Extrait de page:
Au moment où je commence à écrire ces lignes, j’ai finalement reposé The Armageddon Rag, de Georges R.R.Martin, il y a cinq minutes. Oui, ce Georges R.R. Martin. Pour la plupart des gens, c’est l’auteur de la série Game of Thrones; pour moi, c’est l’auteur de The Armageddon Rag.
Ce livre, c’est l’histoire d’une mort brutale: celle du chanteur Patrick « Hobbit » Hobbins du mythique (et fictif) groupe Nazgûls, le 20 septembre 1971 lors du concert de West Mesa, non loin d’Albuquerque, et à travers lui, celle des Sixties.
Le protagoniste, Sandy Blair, y était. Journaliste, contestataire, impliqué dans la contre-culture, il a assisté en direct à l’assassinat du chanteur par un tireur inconnu. Dix ans plus tard, devenu écrivain modérément connu, le voici qui replonge dans cette époque en enquêtant sur la mort de l’ancien manager du groupe, qui semble reliée à un projet de reformation du groupe.

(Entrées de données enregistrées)
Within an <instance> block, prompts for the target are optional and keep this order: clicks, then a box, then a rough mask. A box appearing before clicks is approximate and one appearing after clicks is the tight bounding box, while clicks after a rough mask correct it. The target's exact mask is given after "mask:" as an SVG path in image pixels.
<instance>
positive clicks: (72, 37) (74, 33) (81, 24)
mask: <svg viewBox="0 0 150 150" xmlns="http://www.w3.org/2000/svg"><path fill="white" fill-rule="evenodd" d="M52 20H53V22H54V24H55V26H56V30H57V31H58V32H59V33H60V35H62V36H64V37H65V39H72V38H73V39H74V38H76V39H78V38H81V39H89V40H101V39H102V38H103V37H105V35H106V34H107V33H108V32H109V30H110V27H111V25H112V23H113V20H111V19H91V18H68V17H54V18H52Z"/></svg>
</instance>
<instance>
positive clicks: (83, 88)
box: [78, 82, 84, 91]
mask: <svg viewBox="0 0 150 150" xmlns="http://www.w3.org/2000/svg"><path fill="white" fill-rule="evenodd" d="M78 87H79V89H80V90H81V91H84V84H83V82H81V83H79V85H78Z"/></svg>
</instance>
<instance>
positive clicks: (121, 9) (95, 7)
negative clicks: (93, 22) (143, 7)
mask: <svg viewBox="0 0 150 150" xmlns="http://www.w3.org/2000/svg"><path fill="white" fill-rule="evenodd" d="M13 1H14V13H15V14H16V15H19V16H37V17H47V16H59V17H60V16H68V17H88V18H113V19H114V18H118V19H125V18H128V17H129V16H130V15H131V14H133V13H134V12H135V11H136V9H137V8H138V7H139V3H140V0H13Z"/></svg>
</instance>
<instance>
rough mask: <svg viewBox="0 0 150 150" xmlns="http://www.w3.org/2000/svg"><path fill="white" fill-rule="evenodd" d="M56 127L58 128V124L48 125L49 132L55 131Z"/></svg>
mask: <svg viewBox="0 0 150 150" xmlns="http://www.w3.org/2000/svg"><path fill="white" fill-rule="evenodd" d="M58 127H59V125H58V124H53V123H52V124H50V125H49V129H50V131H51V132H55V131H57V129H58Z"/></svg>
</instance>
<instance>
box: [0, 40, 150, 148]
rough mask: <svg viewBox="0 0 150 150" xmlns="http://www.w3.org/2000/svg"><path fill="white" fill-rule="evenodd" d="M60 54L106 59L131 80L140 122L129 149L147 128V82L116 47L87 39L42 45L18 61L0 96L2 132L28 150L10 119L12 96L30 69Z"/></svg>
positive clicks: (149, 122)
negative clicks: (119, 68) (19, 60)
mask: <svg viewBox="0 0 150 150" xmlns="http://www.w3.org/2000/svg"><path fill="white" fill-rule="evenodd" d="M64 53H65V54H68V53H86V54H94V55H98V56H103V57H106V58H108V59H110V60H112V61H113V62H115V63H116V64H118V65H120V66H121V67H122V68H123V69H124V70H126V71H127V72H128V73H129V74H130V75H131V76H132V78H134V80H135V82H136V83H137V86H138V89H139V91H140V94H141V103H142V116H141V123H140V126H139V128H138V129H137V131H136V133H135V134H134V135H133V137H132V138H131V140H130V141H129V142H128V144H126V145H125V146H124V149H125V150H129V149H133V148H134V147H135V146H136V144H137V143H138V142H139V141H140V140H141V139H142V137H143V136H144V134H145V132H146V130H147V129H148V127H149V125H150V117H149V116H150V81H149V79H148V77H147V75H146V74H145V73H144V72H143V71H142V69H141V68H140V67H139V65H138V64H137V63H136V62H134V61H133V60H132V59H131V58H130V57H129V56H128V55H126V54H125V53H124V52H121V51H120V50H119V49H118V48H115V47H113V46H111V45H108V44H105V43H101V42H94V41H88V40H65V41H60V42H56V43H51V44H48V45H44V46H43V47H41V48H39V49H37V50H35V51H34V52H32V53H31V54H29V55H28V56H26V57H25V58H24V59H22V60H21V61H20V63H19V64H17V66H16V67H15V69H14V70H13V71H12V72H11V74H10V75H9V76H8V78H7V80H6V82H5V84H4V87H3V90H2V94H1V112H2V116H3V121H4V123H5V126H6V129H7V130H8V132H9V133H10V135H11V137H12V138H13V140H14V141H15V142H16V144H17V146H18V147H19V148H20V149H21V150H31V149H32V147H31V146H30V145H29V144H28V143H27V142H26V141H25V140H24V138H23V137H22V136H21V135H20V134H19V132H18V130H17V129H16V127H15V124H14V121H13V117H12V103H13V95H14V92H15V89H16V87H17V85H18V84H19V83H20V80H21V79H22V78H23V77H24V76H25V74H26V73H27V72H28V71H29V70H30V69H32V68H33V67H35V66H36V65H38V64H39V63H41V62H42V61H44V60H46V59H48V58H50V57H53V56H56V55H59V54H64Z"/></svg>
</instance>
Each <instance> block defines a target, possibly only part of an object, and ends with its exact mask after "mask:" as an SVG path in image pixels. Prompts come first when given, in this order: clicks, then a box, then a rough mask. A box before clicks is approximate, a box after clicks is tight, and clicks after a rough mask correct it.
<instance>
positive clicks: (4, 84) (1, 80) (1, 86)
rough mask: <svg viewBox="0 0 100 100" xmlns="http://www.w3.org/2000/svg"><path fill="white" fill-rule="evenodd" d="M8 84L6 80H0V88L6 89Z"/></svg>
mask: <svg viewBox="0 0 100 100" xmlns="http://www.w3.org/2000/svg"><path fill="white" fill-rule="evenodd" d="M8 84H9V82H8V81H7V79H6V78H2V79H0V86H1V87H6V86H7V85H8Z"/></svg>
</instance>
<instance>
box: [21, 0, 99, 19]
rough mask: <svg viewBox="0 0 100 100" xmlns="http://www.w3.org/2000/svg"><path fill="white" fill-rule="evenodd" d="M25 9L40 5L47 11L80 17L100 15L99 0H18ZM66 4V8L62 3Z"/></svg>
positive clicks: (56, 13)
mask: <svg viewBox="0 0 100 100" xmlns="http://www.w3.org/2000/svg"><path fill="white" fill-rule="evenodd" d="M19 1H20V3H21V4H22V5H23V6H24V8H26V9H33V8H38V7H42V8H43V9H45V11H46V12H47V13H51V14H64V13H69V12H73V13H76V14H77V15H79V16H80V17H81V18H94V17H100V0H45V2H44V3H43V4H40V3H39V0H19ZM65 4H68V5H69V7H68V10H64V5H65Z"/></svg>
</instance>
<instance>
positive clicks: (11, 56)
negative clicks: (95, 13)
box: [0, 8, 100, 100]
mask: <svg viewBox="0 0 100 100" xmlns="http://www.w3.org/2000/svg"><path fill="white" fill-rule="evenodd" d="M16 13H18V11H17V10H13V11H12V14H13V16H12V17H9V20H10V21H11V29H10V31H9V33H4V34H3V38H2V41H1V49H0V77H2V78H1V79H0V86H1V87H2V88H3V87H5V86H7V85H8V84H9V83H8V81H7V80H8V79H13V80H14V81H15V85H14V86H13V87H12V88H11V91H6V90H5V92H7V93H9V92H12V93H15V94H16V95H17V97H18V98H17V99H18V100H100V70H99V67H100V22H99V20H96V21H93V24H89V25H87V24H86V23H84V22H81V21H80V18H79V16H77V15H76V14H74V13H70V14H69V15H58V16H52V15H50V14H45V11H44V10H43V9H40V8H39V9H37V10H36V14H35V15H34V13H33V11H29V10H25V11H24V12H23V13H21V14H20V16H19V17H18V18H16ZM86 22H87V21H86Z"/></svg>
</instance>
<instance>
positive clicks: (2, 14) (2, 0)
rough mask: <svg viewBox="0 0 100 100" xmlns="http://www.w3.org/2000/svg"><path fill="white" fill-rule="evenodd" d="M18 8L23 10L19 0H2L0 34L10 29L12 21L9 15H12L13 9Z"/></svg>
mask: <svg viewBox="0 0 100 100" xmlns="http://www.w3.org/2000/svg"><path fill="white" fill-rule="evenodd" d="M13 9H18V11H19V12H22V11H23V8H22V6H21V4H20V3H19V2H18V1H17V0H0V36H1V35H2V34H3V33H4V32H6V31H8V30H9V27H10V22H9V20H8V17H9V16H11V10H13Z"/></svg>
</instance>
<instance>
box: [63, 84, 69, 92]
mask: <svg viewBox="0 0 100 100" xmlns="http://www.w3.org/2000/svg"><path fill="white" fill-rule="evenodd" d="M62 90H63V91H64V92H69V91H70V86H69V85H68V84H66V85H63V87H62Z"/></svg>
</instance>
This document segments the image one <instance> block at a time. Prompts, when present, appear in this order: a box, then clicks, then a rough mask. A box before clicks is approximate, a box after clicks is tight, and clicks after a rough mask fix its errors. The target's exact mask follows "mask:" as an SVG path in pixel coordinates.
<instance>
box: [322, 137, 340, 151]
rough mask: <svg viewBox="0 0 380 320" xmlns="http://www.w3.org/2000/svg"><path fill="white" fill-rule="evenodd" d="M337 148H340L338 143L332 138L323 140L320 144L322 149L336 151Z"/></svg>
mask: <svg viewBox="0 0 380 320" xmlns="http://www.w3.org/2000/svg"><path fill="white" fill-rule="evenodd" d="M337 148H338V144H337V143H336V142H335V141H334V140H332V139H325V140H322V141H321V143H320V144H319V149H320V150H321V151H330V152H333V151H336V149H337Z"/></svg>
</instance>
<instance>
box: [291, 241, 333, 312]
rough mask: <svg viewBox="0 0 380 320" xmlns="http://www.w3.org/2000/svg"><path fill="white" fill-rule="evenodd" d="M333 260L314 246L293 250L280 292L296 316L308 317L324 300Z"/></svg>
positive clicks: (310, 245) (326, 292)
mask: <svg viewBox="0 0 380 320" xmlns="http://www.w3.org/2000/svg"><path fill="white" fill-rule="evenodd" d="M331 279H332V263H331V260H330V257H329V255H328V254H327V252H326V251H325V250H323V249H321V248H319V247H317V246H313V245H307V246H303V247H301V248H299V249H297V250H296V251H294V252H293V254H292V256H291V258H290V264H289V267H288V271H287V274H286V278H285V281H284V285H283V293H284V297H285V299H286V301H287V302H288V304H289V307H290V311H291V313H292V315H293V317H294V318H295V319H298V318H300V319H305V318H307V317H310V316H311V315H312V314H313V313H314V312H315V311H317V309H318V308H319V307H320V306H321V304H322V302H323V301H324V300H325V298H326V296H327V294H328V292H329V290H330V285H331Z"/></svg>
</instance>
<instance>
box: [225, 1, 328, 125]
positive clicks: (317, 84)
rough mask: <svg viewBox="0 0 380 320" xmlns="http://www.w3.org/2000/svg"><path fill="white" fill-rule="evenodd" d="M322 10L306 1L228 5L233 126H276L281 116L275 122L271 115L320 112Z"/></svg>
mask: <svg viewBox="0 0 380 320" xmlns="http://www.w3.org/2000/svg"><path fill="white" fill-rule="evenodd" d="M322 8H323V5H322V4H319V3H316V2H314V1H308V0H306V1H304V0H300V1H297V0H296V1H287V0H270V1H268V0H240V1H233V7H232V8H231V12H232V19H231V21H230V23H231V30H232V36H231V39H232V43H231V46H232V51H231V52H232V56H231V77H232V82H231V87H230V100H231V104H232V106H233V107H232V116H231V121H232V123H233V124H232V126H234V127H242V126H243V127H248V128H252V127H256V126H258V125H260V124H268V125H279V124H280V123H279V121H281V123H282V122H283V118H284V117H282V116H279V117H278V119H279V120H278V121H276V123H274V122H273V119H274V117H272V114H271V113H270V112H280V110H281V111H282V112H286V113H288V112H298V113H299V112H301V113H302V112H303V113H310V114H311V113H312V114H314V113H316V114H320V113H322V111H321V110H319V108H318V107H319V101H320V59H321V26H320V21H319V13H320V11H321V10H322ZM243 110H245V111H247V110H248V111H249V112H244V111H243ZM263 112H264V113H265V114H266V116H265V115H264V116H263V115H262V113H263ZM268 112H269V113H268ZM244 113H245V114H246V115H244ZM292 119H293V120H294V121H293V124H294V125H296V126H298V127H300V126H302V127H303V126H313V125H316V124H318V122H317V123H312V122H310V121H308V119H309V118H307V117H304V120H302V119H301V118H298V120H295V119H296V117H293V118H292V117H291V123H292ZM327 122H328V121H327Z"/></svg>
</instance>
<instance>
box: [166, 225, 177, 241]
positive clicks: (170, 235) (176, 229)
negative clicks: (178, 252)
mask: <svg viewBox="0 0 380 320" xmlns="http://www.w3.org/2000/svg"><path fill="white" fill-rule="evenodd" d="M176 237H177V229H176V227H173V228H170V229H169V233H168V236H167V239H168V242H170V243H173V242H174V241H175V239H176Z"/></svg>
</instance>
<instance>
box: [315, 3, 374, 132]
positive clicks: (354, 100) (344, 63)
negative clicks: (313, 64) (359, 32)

Travail à faire:
1/ Dans l'extrait sur The Armageddon Rag, à quelle date le chanteur des Nazgûls est-il tué ?
2/ Recopiez tout le passage de l'extrait sur The Armageddon Rag, de « Au moment où » jusqu'à « The Armageddon Rag. ».
Ces données proviennent d'une autre source.

Réponses aux exercices:
1/ Le 20 septembre 1971.

2/
Au moment où je commence à écrire ces lignes, j’ai finalement reposé The Armageddon Rag, de Georges R.R.Martin, il y a cinq minutes. Oui, ce Georges R.R. Martin. Pour la plupart des gens, c’est l’auteur de la série Game of Thrones; pour moi, c’est l’auteur de The Armageddon Rag.